Start of Block
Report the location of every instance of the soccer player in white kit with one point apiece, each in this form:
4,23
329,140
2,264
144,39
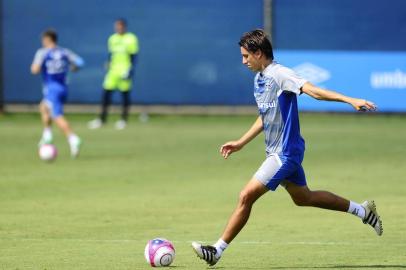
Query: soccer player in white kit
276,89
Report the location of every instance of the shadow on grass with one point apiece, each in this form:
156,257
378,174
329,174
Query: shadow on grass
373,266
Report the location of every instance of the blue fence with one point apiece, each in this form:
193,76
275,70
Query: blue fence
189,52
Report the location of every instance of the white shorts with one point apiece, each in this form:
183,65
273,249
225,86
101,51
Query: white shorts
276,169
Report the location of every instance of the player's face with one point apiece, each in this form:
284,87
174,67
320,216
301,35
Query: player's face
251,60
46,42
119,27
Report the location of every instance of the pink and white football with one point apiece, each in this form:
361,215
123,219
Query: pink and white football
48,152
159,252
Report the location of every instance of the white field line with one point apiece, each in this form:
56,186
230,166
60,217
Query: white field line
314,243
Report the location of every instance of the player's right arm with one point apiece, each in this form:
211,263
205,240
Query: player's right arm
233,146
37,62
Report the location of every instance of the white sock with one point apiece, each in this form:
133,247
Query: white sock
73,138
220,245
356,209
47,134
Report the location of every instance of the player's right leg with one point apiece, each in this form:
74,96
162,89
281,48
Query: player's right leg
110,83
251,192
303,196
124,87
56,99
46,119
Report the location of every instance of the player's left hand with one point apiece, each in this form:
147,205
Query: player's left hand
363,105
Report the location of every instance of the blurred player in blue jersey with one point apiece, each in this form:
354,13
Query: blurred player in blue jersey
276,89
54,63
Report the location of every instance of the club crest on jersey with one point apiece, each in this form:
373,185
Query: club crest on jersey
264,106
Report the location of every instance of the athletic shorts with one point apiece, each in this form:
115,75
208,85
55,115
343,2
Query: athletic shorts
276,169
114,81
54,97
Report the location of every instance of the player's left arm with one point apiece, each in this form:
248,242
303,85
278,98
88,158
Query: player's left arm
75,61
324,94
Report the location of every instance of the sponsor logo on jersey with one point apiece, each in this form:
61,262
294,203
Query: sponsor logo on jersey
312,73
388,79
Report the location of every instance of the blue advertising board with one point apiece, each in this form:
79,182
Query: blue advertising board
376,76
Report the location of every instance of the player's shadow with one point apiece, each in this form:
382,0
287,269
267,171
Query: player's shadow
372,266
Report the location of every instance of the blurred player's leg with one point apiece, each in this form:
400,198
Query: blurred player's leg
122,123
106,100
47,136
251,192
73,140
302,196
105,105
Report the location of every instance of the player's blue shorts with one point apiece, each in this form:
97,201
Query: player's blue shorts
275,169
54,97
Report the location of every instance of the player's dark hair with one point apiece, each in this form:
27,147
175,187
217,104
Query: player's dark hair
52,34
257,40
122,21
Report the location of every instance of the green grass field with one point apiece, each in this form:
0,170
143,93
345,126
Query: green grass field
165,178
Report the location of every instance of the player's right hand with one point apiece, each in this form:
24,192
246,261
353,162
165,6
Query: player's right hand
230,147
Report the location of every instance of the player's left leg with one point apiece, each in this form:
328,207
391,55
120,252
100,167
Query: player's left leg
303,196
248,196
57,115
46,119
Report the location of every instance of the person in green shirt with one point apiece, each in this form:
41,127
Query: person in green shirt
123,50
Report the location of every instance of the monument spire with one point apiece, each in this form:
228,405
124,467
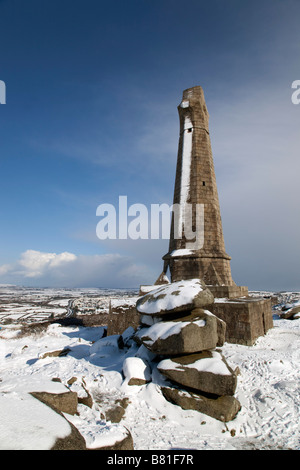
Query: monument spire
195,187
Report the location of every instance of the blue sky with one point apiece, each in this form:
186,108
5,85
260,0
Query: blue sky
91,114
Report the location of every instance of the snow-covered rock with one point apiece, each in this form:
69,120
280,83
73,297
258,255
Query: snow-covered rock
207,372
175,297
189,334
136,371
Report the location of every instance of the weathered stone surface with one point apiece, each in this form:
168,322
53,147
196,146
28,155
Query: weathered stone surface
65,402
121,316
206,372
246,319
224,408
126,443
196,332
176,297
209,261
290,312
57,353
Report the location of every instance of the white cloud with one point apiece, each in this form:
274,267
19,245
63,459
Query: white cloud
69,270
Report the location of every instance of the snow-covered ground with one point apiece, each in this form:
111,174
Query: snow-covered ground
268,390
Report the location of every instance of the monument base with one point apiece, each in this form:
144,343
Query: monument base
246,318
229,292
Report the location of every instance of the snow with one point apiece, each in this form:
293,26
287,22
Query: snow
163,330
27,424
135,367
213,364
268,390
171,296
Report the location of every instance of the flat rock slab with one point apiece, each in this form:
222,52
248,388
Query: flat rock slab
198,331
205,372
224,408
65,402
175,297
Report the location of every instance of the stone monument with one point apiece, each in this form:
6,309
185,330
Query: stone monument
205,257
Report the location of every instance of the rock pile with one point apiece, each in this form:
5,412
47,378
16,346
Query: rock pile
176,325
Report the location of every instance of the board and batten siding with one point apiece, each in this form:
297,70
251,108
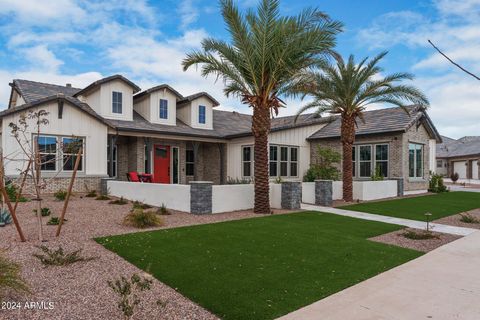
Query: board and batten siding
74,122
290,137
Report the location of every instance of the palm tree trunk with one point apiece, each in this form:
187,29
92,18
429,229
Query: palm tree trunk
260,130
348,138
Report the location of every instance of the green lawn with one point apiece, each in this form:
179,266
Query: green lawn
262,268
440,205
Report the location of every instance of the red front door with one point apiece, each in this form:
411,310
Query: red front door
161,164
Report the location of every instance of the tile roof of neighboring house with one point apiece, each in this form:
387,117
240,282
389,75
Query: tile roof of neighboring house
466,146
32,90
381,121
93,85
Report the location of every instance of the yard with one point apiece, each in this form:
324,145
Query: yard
End of Block
> _GOAL OF THE EXERCISE_
Please find, in the entries above, every line where "yard" occurs, and copy it.

> _SOLUTION BELOW_
Report the location of every instance of the yard with one point apiece, each in this form:
Query: yard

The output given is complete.